# Obiettivi
(a) Riassumi in due frasi il brano sul film No other land.
(b) Secondo il brano sul film No other land, quale convenzione codifica il genocidio come crimine internazionale?
(c) Nel brano sul film No other land, quali sono tutte le cose che, secondo il testo, hanno favorito ovunque lo sterminio di poveri, innocenti e inermi? Elencale.

# Brano fornito

No other land è un vero e proprio atto d’accusa contro la politica genocida del governo di Israele… sotto un certo taglio, più sommerso, certo… anche l’Autorità Nazionale Palestinese non ne esce bene… la gente dei territori intorno a Masafer Yatta sembra abbandonata al proprio destino di oppressi senza rimedio. Quando la barbarie prende il sopravvento, l’accanimento del fanatismo si rivolge contro gli esseri umani, brucia il passato e spazza via l’arte di gioire… la dittatura del profitto e del possesso domina in ogni ambito del sapere e sui comportamenti… i potenti rovistano come maiali nel letamaio della gloria e approntano le fosse comuni per i disingannati… il disprezzo per la giustizia sociale fuoriesce da fantomatici tavoli di pace dove siedono le nazioni che sono i più grossi produttori/mercanti d’armi… e le favole dei poeti annunciano i funesti giorni di guerre che impongono nuove schiavitù, nuove miserie, nuovi flagelli. La politica genocida di Israele è una strategia deliberata, attuata con un piano militare e l’obiettivo di distruggere un gruppo nazionale, etnico, razziale, religioso attraverso l’assassinio, la sottomissione a condizioni di vita tali da comportare la distruzione fisica di una popolazione… la Convenzione delle Nazioni Unite, naturalmente, codifica il genocidio come un crimine internazionale, peccato che questo non valga per lo Stato di Israele. “Possedere è uccidere, dignitas hominis, amore, verità… è il godere, non il possedere, che ci rende felici (…) La convinzione di possedere la verità assoluta ha trasformato le diverse Chiese [nazioni, stati, emirati] in strumenti di violenza e di terrore” (Nuccio Ordine)[10]. Ovunque l’idolatria, l’integralismo, il dogmatismo, il fondamentalismo, il settarismo, l’intolleranza, l’intransigenza dei governi forti hanno favorito lo sterminio di poveri, di innocenti e di inermi… la giustizia “armata” è solo il pretesto per difendere l’arroganza di pochi contro la fioritura del bene comune, svincolata da ogni soperchieria, e raggiungere un’umanità più libera, più giusta, più umana… il possesso e il profitto uccidono e sono i peggiori nemici dell’amore dell’uomo per l’uomo.

# Dati disponibili
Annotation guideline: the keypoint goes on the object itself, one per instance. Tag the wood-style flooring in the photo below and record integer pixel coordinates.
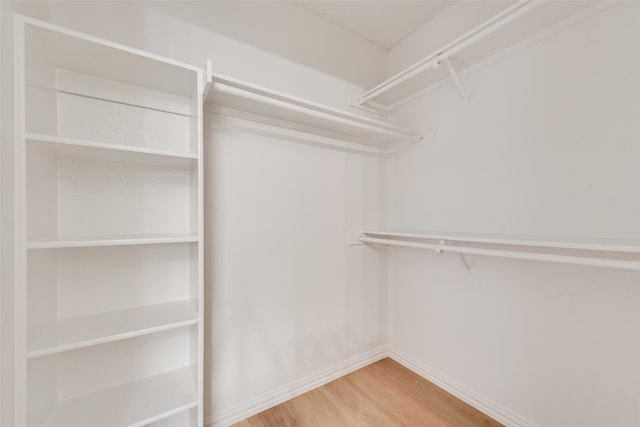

# Risultati per compito
(a) Il brano presenta No other land come un atto d'accusa contro la politica genocida del governo di Israele, da cui anche l'Autorità Nazionale Palestinese non esce bene, mentre la gente dei territori intorno a Masafer Yatta appare abbandonata al proprio destino di oppressi. Secondo il testo, quella politica è una strategia deliberata volta a distruggere un gruppo nazionale, etnico, razziale o religioso, e il possesso e il profitto uccidono e sono i peggiori nemici dell'amore dell'uomo per l'uomo.

(b) La Convenzione delle Nazioni Unite.

(c)
- l'idolatria
- l'integralismo
- il dogmatismo
- il fondamentalismo
- il settarismo
- l'intolleranza
- l'intransigenza dei governi forti